(begin)

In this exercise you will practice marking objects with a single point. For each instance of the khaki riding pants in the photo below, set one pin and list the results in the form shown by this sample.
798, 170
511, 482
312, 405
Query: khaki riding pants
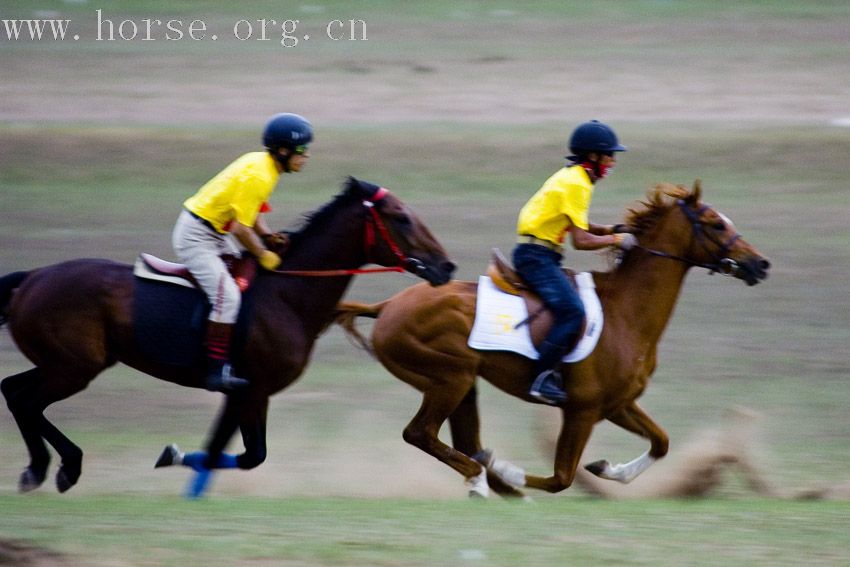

(end)

▶ _WHAT THE TASK ASKS_: Transcribe every row above verbatim, line for line, and omit the pictures from your answer.

▶ _CORRECT OUTPUT_:
In this exercise you will practice marking objects with a single point. For each instance of the khaki riding pants in the photo below, set one pin and list the results in the form shown by this sample.
798, 170
511, 482
312, 405
Query: khaki riding pants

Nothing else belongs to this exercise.